[BEGIN]

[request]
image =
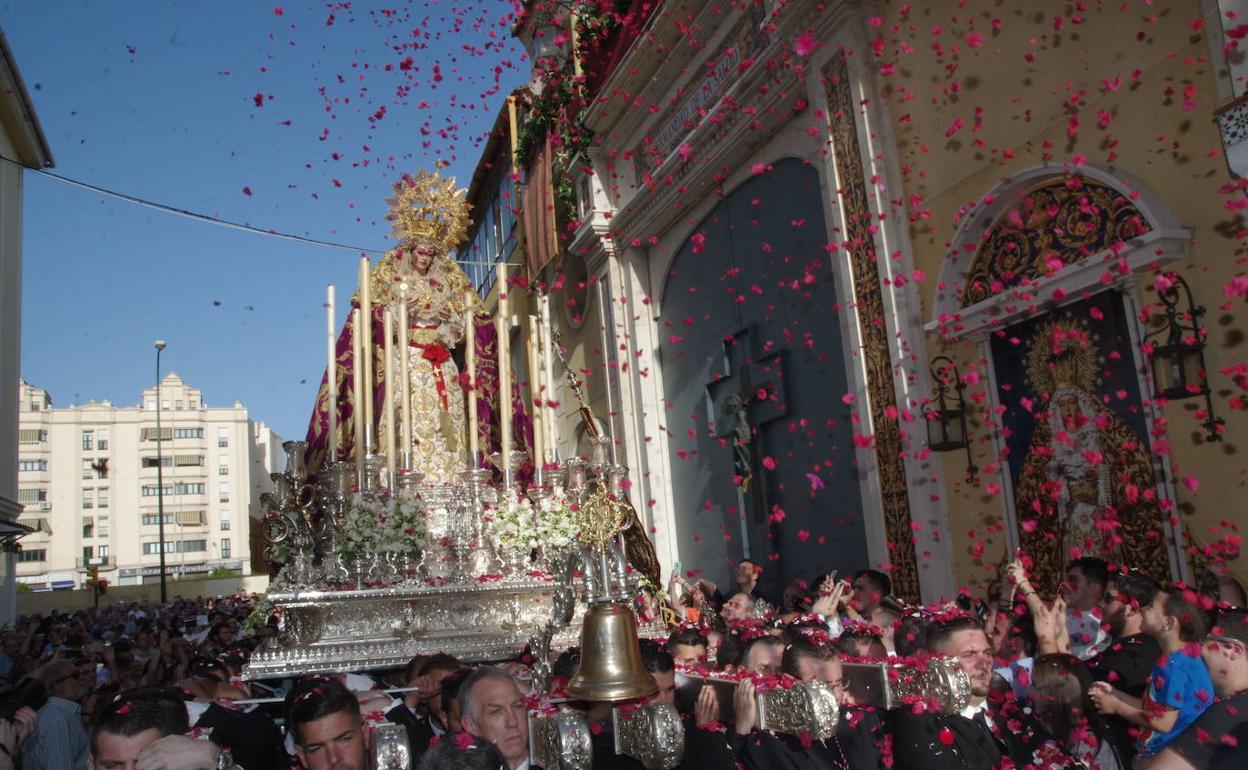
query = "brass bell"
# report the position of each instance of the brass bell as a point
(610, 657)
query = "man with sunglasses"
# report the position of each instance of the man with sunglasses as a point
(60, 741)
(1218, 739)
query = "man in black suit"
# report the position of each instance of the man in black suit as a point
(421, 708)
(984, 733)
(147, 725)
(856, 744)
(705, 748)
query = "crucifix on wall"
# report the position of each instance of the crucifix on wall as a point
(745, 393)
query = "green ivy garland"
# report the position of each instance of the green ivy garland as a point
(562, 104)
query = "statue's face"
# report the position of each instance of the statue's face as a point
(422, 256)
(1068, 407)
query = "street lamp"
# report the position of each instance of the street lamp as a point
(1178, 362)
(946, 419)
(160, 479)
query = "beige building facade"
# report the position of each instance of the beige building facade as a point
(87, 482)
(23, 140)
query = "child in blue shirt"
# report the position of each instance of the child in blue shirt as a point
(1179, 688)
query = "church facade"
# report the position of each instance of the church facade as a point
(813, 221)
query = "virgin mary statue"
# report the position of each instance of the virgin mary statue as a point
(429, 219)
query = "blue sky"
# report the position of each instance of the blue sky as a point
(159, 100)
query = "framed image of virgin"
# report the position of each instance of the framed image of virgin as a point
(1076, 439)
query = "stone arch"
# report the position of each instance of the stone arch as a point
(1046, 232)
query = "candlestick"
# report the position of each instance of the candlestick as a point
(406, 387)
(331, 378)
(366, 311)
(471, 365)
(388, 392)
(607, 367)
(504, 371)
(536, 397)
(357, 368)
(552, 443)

[END]

__What you should do__:
Reproduce every line of the material precisely, omitting its pictures.

__Answer to this problem__:
[request]
image =
query = "brass bell"
# report the position of each instance of the brass bell as a point
(610, 657)
query = "man with sunglasses"
# report the position of each instance of the man with sunglasses as a point
(60, 741)
(1218, 739)
query = "man in black suit"
# report the position of each instance of the man in black suit as a point
(421, 708)
(984, 733)
(147, 725)
(856, 744)
(705, 748)
query = "crucifix on wall"
# report the position of each instance of the crucifix on wall as a point
(745, 393)
query = "green ivy garland"
# report the position of each instance of the green ivy garland as a point
(562, 104)
query = "statue's face"
# report the position of each instance of the statue's face as a point
(422, 256)
(1068, 407)
query = "street lamp"
# report the position of each instance of the street lamp as a point
(1178, 362)
(946, 419)
(160, 479)
query = "beige building facade"
# report the position of each instance of the beige building facade as a point
(87, 482)
(23, 140)
query = "child in blue shirt"
# report the position of each instance of the child in blue shirt as a point
(1179, 688)
query = "church facade"
# report the position of each instance of the church facade as a point
(813, 221)
query = "virgin mary statue"
# report the position of each instance of the virgin mary statue as a point
(429, 219)
query = "blue sky"
# report the position of each instance of the blue sky as a point
(159, 100)
query = "framed image of virgin"
# report the position of each instance of the framed image of virgin as a point
(1076, 439)
query = "stone arch"
# report the position of each instance of the stone arch as a point
(1046, 232)
query = "candlestick"
# report the position of each instance of the candlestick as a point
(406, 387)
(331, 378)
(366, 311)
(471, 365)
(388, 392)
(607, 367)
(504, 371)
(536, 397)
(357, 368)
(552, 443)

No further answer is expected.